And in the name of Devotion they were doing these big set-piece prayers in which they were bringing in stories from Scripture and admonishing people—that's not prayer. But, when we kneel down and go through a list, and we begin with prayers for leaders of our country and for the nations of the world and then we come down to prayers for other churches and for bishops and priests, and then we come down to those who are in need and those who are sick and we think or we speak their names—to me this is prayer. This is prayer in which one throws oneself before God without a heroic pose.

All the world's a stage — Keillor, Lily Tomlin, Streep, and Lohan
All the world's a stage — Keillor, Lily Tomlin, Streep, and Lohan

Robert Browning said he'd always had a lover's quarrel with the church. Would you say that was true of you?

Keillor: No, I wouldn't be as grand as that. I grew up with tremendous preaching. There were itinerant preachers who I heard in my childhood who just transported me—and also sometimes terrified me. And when you grow up with tremendous preaching and you sit in a room on a hot summer day with a bunch of people and you're sort of transfixed by somebody who's teaching, it's hard to find a place where you feel at home.

Dataset rows:

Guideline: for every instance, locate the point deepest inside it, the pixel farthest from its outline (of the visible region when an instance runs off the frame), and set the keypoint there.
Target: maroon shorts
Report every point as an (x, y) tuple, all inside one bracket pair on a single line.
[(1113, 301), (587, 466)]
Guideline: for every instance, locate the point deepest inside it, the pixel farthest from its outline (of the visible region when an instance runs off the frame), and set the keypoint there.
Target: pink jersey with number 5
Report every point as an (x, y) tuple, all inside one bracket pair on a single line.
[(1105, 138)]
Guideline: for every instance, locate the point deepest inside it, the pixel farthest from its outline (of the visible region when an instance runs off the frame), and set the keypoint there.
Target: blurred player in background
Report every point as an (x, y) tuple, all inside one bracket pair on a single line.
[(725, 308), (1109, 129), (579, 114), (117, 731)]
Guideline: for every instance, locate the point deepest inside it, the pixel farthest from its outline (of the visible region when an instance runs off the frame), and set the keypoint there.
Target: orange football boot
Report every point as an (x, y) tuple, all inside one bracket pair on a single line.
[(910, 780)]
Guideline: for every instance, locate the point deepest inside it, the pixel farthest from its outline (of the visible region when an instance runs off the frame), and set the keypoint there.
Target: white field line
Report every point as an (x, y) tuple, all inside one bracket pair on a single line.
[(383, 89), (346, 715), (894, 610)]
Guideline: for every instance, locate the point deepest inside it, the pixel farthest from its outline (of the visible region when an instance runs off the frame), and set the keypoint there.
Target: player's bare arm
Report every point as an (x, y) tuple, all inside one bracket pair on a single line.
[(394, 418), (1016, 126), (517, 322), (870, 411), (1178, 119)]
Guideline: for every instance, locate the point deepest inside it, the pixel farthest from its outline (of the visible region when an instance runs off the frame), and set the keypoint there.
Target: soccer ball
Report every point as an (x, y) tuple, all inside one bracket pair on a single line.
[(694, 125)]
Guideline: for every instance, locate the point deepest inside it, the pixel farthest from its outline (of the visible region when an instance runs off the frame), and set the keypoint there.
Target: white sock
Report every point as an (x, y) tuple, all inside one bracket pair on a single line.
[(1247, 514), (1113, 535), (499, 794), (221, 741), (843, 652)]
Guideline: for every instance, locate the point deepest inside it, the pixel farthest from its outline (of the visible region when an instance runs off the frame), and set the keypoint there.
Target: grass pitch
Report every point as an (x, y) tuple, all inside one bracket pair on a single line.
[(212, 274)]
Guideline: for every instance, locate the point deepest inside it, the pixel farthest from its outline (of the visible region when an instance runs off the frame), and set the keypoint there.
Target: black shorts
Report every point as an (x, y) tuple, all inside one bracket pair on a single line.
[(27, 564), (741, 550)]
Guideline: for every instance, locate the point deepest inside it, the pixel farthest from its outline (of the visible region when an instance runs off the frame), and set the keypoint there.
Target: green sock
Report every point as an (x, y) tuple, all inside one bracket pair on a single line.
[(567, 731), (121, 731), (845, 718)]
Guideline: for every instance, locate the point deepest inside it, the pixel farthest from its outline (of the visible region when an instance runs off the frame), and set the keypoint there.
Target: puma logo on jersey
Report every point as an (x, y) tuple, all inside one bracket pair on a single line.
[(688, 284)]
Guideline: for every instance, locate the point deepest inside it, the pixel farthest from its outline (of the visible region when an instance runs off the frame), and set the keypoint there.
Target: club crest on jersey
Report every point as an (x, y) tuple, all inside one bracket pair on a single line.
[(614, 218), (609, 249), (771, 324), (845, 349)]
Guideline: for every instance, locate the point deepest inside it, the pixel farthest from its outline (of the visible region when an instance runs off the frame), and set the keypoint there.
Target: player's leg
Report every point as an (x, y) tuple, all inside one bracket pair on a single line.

Exercise instructions:
1) Reproduce the interview passage starting with "Robert Browning said" and going on through "feel at home.", renaming "preaching" to "sermons" throughout.
2) Reproduce the listing exactly, starting with its first line and going on through the line with "[(725, 308), (1109, 129), (579, 114), (117, 731)]".
The listing is unrelated to the interview.

Responses to the exercise:
1)
Robert Browning said he'd always had a lover's quarrel with the church. Would you say that was true of you?

Keillor: No, I wouldn't be as grand as that. I grew up with tremendous sermons. There were itinerant preachers who I heard in my childhood who just transported me—and also sometimes terrified me. And when you grow up with tremendous sermons and you sit in a room on a hot summer day with a bunch of people and you're sort of transfixed by somebody who's teaching, it's hard to find a place where you feel at home.

2)
Guideline: for every instance, locate the point deepest inside it, the pixel farthest from its outline (of the visible region when an instance runs off the frame), and set the keypoint there.
Target: maroon shorts
Report every point as an (x, y) tuple, all inside one bracket pair on a single line.
[(1113, 301), (587, 466)]
Guideline: for every instance, locate the point deepest inside it, the pixel farthest from its outline (of the visible region when an instance runs off the frame), and set the keypoint there.
Target: pink jersey with number 5
Report every point as an (x, y) tuple, all inside one bracket pair on a single line.
[(1105, 138)]
Guideline: for every instance, locate the point deepest inside it, the pixel farthest from its outline (of the visible region when an instance runs off the frame), and set the keypoint there.
Target: blurred player in background
Report every point as an (x, y) tuple, all inside one bracket pair on a single line.
[(725, 308), (1109, 129), (579, 114), (117, 731)]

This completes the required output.